_Work to complete_.
In the post on the Twitter API below, which library is chosen for playing with Twitter?

_Excerpted passage_.
In this post: creating a Twitter 'app'; drinking from the Twitter firehose; an exotic projection; binning; blurring; a dubious preference metric.
Twitter recently retired their "version 1" API. It seems a good point, therefore, to learn both how to interact with their new "version 1.1" API and to see what sort of data Twitter lets you get on individual tweets. As usual for most of my little 'learn how to do $x$' projects, I'm going to reach for IPython. The code in this post is available in an IPython notebook (GitHub gist).
After a little Googling, I determined that twython looked to be a good choice for playing with Twitter. Not only is it, apparently, still maintained but it also has a plethora of Stack Overflow answers about it should I get stuck.
The Twitter API and OAuth2
The Twitter Application Programming Interface (API) is a service provided by Twitter which, perhaps unsurprisingly, provides an interface which allows you to program your own applications. (I believe the cool kids now refer to applications as 'apps'.) Using the Twitter API, in essence, lets your program pretend to Twitter that they are a particular Twitter user. Usually this is to allow posting tweets, or reading a user's timeline. Obviously there are some questions about security:
- How does Twitter know which app is trying to use the API? And how can it allow or disallow it?

_Region annotation entries_.
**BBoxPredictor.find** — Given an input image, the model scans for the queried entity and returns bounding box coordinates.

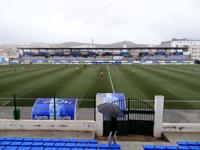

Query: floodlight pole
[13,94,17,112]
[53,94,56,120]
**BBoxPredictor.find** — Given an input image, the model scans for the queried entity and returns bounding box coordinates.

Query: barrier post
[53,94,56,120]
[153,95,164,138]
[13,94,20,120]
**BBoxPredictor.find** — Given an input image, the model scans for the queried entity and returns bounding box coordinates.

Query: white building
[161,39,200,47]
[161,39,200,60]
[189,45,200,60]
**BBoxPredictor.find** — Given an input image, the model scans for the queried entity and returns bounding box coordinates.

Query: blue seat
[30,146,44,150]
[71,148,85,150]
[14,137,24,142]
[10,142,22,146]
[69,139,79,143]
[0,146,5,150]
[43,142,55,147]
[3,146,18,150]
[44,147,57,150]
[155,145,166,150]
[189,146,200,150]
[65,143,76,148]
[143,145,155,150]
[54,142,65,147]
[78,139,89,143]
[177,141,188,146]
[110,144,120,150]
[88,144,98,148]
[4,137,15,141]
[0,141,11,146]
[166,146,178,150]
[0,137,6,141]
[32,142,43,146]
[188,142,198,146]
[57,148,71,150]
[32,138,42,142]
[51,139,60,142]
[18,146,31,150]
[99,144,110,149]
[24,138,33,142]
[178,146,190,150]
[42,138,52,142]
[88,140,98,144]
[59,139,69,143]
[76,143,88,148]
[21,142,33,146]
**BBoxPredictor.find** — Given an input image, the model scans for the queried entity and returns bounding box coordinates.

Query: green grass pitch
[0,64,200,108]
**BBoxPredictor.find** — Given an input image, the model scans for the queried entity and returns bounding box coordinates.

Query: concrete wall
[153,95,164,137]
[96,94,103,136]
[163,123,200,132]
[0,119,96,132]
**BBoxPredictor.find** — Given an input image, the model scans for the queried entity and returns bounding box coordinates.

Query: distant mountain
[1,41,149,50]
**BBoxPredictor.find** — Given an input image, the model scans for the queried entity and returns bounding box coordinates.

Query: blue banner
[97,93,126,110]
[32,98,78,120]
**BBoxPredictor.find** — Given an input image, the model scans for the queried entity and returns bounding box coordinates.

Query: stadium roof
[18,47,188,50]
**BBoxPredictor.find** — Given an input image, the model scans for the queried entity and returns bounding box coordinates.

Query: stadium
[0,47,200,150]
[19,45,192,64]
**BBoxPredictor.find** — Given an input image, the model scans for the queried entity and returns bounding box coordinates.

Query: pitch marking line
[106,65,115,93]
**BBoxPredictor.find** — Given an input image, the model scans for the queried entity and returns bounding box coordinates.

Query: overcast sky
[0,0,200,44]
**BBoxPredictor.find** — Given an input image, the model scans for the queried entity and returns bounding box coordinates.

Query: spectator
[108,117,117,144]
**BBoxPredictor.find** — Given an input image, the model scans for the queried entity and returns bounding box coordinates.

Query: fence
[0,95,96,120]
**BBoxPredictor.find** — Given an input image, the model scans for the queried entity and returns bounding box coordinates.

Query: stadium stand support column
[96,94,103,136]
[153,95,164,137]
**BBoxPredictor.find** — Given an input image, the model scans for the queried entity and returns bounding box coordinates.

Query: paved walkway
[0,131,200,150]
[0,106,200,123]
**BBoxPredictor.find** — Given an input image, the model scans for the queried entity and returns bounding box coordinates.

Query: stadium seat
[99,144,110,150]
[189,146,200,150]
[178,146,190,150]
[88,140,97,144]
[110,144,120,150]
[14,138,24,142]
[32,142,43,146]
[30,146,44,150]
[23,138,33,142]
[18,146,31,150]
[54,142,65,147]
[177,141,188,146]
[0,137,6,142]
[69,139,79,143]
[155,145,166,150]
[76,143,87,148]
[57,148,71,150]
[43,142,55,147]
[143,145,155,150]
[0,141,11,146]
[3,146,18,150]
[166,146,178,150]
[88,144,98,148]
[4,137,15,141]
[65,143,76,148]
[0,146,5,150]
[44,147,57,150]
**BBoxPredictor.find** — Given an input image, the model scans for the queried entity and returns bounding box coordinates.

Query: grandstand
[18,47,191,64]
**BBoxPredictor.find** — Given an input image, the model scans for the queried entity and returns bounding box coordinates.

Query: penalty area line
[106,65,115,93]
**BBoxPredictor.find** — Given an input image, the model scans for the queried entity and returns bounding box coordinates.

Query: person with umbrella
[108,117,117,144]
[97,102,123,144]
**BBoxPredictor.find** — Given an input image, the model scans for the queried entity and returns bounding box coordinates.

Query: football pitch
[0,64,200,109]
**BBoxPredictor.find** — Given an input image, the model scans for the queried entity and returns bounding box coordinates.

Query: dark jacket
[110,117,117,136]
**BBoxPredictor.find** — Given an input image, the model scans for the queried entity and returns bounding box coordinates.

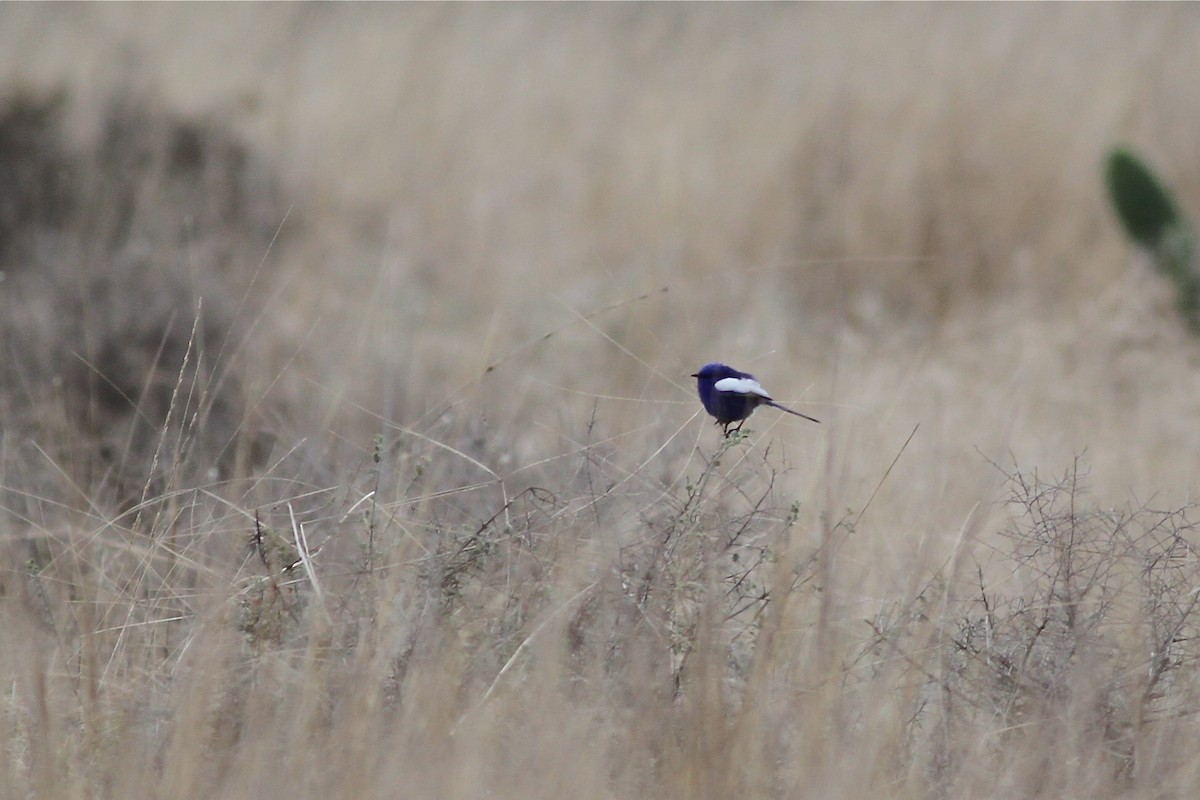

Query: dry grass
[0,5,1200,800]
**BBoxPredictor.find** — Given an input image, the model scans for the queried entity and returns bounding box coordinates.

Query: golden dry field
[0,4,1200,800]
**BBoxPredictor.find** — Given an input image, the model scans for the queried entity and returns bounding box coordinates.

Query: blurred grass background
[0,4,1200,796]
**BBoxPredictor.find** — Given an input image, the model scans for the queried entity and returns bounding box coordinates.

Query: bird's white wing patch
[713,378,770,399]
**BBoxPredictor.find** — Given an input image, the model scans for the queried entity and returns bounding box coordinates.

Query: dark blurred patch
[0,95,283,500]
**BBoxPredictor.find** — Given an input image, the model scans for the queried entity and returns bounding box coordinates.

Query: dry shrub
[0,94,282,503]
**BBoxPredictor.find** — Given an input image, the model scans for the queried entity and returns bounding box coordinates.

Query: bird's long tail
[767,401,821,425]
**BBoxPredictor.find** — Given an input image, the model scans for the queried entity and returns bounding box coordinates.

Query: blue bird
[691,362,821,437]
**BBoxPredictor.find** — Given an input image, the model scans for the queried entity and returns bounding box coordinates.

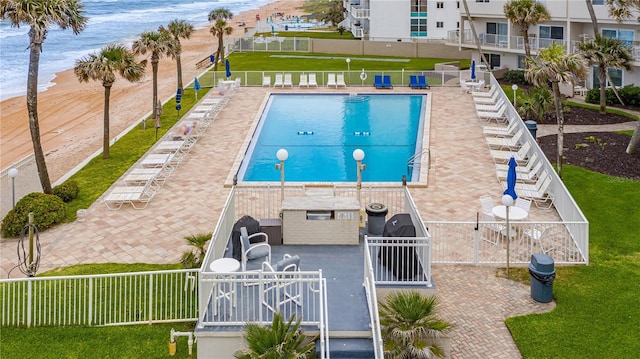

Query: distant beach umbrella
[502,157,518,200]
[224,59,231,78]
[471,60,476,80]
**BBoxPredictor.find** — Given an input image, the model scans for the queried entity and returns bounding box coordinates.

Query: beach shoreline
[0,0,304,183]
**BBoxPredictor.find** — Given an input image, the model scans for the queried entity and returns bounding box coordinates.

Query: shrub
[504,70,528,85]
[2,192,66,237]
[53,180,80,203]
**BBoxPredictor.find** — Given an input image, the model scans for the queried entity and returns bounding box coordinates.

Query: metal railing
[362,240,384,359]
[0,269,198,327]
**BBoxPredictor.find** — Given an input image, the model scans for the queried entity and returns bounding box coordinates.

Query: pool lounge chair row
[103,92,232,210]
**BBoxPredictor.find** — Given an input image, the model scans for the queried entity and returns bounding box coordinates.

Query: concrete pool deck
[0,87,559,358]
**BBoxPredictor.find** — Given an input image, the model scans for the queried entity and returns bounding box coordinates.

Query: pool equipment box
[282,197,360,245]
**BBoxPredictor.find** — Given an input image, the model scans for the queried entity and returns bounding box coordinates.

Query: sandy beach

_The output_.
twython